* [Instructions to follow]: Repeat, word for word, every line from the line holding "Give the innermost point of each instance of the power" through the final line of the entries below. Skip all pictures.

START Source material

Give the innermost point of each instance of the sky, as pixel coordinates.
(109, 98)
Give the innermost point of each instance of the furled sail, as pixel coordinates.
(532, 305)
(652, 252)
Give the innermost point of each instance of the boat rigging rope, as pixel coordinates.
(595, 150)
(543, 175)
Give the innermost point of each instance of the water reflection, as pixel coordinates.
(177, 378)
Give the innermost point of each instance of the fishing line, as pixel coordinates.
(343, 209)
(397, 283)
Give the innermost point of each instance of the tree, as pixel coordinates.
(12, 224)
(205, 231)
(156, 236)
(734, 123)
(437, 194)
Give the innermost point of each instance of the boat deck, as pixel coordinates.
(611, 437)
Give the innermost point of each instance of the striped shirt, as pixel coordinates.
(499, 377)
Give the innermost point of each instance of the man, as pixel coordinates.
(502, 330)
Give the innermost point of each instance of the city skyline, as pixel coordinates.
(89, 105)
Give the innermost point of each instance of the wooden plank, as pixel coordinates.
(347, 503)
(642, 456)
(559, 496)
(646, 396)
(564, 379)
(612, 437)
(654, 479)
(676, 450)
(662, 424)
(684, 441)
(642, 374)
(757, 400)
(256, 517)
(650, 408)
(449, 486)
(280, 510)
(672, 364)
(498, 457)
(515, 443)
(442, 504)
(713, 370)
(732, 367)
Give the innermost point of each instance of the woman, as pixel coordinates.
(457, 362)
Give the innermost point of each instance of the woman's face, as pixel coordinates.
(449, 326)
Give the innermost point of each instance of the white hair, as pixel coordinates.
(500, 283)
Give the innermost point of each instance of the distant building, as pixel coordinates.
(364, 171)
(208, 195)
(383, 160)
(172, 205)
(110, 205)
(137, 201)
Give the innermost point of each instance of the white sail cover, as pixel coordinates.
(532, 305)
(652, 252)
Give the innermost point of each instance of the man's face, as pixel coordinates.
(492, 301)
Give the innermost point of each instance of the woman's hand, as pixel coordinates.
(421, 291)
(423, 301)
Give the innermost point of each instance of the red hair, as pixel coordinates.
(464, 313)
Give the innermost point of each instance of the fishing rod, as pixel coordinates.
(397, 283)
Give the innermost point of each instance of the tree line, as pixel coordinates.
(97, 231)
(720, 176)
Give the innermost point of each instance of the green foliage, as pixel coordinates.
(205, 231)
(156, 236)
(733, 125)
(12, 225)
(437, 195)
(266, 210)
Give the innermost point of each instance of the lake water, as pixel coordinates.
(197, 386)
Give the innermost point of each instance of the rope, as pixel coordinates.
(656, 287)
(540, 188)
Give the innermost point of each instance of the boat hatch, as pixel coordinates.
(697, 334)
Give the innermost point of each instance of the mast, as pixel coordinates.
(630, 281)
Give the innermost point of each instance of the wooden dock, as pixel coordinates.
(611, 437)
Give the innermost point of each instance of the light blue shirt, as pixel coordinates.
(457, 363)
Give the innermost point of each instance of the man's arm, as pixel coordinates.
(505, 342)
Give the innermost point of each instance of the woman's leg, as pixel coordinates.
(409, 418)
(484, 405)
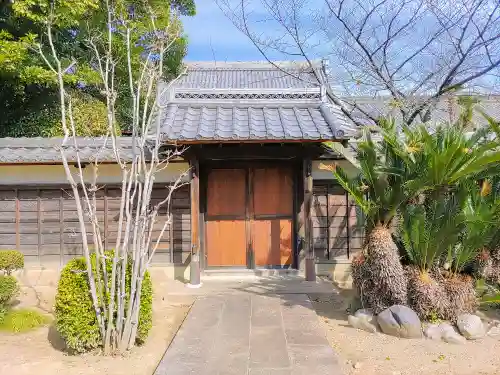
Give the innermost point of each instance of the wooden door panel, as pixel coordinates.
(226, 223)
(271, 211)
(226, 192)
(272, 191)
(272, 242)
(226, 243)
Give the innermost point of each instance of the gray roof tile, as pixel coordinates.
(247, 75)
(243, 123)
(47, 150)
(446, 110)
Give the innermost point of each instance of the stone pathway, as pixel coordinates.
(246, 334)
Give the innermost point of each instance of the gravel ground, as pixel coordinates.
(41, 352)
(369, 354)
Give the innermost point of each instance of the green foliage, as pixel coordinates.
(75, 315)
(380, 189)
(146, 312)
(28, 90)
(488, 294)
(11, 260)
(8, 289)
(23, 320)
(430, 231)
(430, 178)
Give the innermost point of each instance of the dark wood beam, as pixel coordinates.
(195, 222)
(310, 266)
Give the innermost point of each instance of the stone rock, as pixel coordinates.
(363, 321)
(471, 326)
(433, 332)
(400, 321)
(450, 335)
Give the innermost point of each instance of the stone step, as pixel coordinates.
(246, 273)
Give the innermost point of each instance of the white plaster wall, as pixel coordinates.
(320, 174)
(54, 174)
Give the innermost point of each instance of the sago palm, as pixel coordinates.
(379, 192)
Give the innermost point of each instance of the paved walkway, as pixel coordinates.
(248, 334)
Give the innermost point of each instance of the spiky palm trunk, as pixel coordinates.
(379, 276)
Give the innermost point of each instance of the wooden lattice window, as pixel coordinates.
(336, 233)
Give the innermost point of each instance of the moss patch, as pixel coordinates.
(23, 320)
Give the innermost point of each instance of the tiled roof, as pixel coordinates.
(187, 122)
(249, 102)
(47, 150)
(244, 75)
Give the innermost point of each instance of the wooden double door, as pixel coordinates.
(249, 217)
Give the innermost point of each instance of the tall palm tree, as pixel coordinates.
(380, 192)
(409, 166)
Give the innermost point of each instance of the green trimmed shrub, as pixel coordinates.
(75, 315)
(8, 290)
(23, 320)
(11, 260)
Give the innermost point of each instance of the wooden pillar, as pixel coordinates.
(194, 267)
(310, 266)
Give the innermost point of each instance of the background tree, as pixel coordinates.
(28, 89)
(414, 51)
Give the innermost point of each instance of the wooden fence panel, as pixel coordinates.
(43, 223)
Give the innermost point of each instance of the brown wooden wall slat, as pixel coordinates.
(43, 223)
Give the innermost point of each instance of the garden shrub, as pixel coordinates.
(11, 260)
(8, 290)
(75, 315)
(23, 320)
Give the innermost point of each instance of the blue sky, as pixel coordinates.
(212, 36)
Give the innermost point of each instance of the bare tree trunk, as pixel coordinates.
(117, 303)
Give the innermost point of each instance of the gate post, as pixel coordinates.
(194, 266)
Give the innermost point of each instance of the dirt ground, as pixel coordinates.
(379, 354)
(41, 352)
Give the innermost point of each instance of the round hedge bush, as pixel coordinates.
(11, 260)
(75, 316)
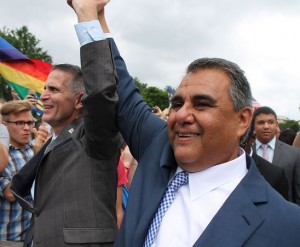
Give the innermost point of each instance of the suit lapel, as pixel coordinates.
(239, 217)
(63, 135)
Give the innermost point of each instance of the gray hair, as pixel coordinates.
(239, 91)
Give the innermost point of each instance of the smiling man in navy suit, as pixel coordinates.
(224, 200)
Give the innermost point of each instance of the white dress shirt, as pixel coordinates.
(197, 202)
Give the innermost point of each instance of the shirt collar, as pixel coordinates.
(209, 179)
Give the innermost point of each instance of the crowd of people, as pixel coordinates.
(102, 168)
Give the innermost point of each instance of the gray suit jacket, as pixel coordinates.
(288, 158)
(254, 215)
(75, 181)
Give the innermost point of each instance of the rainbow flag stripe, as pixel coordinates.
(20, 72)
(9, 52)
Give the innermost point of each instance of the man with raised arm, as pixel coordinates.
(75, 172)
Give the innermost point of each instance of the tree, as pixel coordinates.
(26, 42)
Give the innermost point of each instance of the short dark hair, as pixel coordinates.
(263, 110)
(239, 91)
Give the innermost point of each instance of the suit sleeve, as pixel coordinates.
(102, 138)
(136, 122)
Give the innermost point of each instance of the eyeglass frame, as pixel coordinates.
(21, 123)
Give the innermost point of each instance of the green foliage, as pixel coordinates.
(292, 124)
(153, 95)
(26, 42)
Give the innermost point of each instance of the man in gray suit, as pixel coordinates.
(278, 153)
(223, 200)
(75, 173)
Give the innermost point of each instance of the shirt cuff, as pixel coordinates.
(88, 32)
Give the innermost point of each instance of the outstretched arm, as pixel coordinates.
(4, 143)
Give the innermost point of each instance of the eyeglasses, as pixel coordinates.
(22, 123)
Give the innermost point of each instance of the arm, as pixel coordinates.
(135, 119)
(102, 139)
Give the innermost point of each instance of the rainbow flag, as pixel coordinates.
(20, 72)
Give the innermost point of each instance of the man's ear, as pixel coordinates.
(78, 103)
(244, 120)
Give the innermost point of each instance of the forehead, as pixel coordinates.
(23, 115)
(58, 77)
(264, 117)
(205, 81)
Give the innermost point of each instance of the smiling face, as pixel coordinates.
(203, 128)
(61, 106)
(19, 135)
(265, 127)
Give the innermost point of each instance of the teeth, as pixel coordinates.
(185, 135)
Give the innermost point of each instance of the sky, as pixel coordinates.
(159, 38)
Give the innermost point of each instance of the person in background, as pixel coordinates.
(14, 221)
(219, 197)
(296, 142)
(4, 145)
(274, 175)
(287, 136)
(4, 141)
(275, 151)
(75, 172)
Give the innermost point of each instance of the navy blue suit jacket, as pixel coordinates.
(253, 215)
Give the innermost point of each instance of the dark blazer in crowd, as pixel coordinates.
(288, 158)
(274, 175)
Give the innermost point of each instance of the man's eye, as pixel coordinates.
(176, 105)
(203, 105)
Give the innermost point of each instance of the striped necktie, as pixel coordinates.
(180, 179)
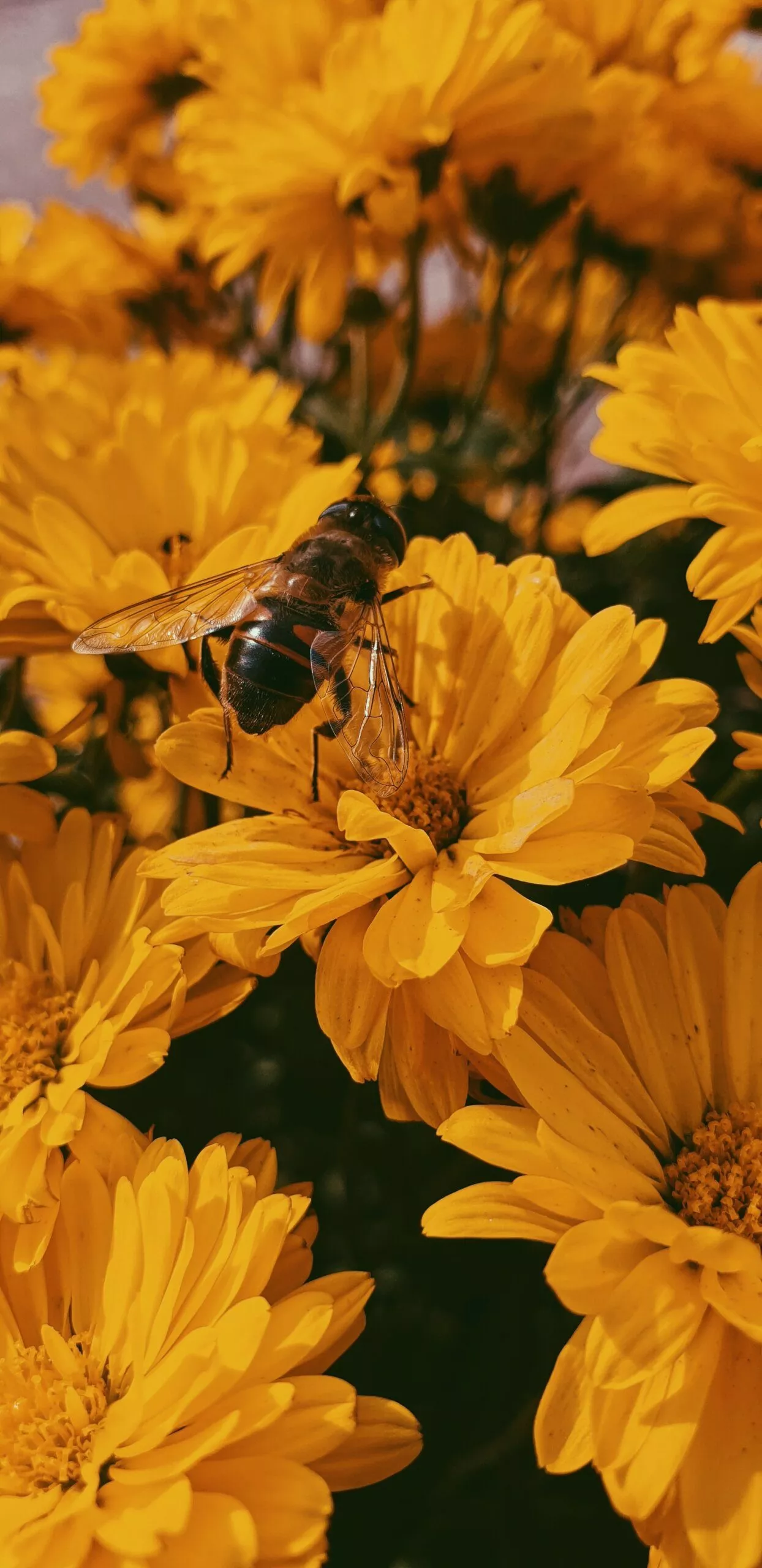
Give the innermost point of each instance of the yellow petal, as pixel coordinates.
(386, 1440)
(744, 989)
(504, 925)
(24, 756)
(491, 1210)
(290, 1504)
(572, 1109)
(642, 984)
(695, 965)
(360, 818)
(504, 1136)
(632, 514)
(649, 1319)
(722, 1474)
(562, 1424)
(26, 814)
(350, 1003)
(134, 1521)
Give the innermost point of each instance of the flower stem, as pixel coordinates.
(405, 369)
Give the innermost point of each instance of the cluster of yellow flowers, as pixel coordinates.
(293, 173)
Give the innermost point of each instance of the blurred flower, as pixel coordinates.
(90, 993)
(690, 412)
(113, 88)
(24, 813)
(564, 529)
(323, 159)
(164, 1368)
(670, 37)
(66, 278)
(194, 468)
(640, 1142)
(535, 758)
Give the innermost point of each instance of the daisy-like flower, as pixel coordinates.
(690, 410)
(113, 90)
(26, 813)
(66, 278)
(535, 758)
(323, 160)
(640, 1155)
(162, 1374)
(192, 468)
(668, 37)
(90, 995)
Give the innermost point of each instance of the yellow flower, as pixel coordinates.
(562, 530)
(162, 1370)
(690, 412)
(640, 1147)
(113, 90)
(322, 157)
(90, 993)
(668, 37)
(192, 468)
(66, 278)
(26, 813)
(537, 758)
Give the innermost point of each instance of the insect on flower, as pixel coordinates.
(292, 626)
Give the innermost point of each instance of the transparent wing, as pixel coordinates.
(183, 614)
(361, 698)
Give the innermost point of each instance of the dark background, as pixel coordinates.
(464, 1333)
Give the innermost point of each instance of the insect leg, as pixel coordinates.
(209, 668)
(368, 645)
(228, 742)
(400, 593)
(342, 693)
(320, 733)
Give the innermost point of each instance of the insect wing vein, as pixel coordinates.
(364, 703)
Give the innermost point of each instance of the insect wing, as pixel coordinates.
(361, 696)
(183, 614)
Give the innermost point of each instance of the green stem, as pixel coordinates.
(466, 416)
(405, 369)
(360, 385)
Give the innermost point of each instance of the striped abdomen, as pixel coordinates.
(267, 671)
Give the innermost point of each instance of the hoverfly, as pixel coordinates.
(292, 626)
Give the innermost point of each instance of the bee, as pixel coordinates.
(287, 628)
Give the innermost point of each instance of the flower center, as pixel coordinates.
(717, 1178)
(48, 1418)
(35, 1021)
(432, 799)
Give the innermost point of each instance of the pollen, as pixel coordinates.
(49, 1415)
(717, 1178)
(432, 799)
(35, 1020)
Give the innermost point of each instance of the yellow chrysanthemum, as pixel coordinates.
(24, 813)
(320, 164)
(692, 412)
(195, 469)
(162, 1370)
(66, 278)
(113, 90)
(90, 993)
(535, 758)
(668, 37)
(640, 1148)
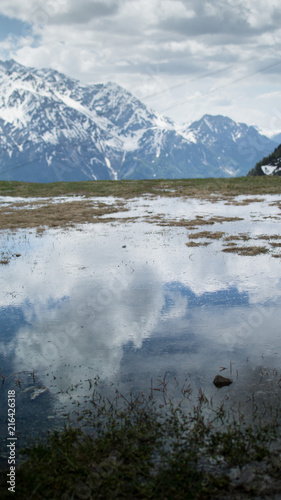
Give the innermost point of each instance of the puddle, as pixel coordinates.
(130, 302)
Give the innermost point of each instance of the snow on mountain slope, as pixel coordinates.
(53, 127)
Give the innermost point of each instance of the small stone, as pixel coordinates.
(220, 381)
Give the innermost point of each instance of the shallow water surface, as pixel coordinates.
(129, 302)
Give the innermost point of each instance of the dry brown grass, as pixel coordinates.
(197, 243)
(250, 250)
(47, 214)
(215, 235)
(199, 220)
(237, 237)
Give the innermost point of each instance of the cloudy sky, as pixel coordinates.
(183, 58)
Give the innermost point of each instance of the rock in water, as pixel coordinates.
(220, 381)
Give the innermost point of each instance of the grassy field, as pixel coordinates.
(140, 447)
(201, 188)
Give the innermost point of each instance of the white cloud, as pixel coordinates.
(149, 46)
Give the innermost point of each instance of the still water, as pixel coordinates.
(129, 301)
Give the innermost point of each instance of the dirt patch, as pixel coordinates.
(246, 201)
(45, 213)
(251, 250)
(237, 237)
(199, 220)
(197, 243)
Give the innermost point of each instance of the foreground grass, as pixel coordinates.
(136, 448)
(130, 188)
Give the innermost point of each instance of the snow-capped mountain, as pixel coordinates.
(54, 128)
(270, 165)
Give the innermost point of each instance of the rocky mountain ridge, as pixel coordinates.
(55, 128)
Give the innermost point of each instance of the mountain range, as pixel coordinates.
(56, 128)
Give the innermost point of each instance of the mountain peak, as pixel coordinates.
(54, 127)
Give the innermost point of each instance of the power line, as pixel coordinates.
(221, 86)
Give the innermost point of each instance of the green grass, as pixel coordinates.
(128, 188)
(143, 448)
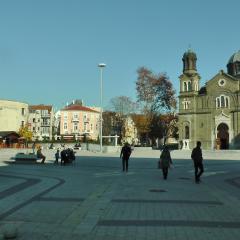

END Source material

* [Exercise result]:
Give the innermost point of each instance of the power line, as pixel coordinates.
(221, 86)
Give the innermost point of each instance of the green grass, as pixel coordinates.
(128, 188)
(143, 448)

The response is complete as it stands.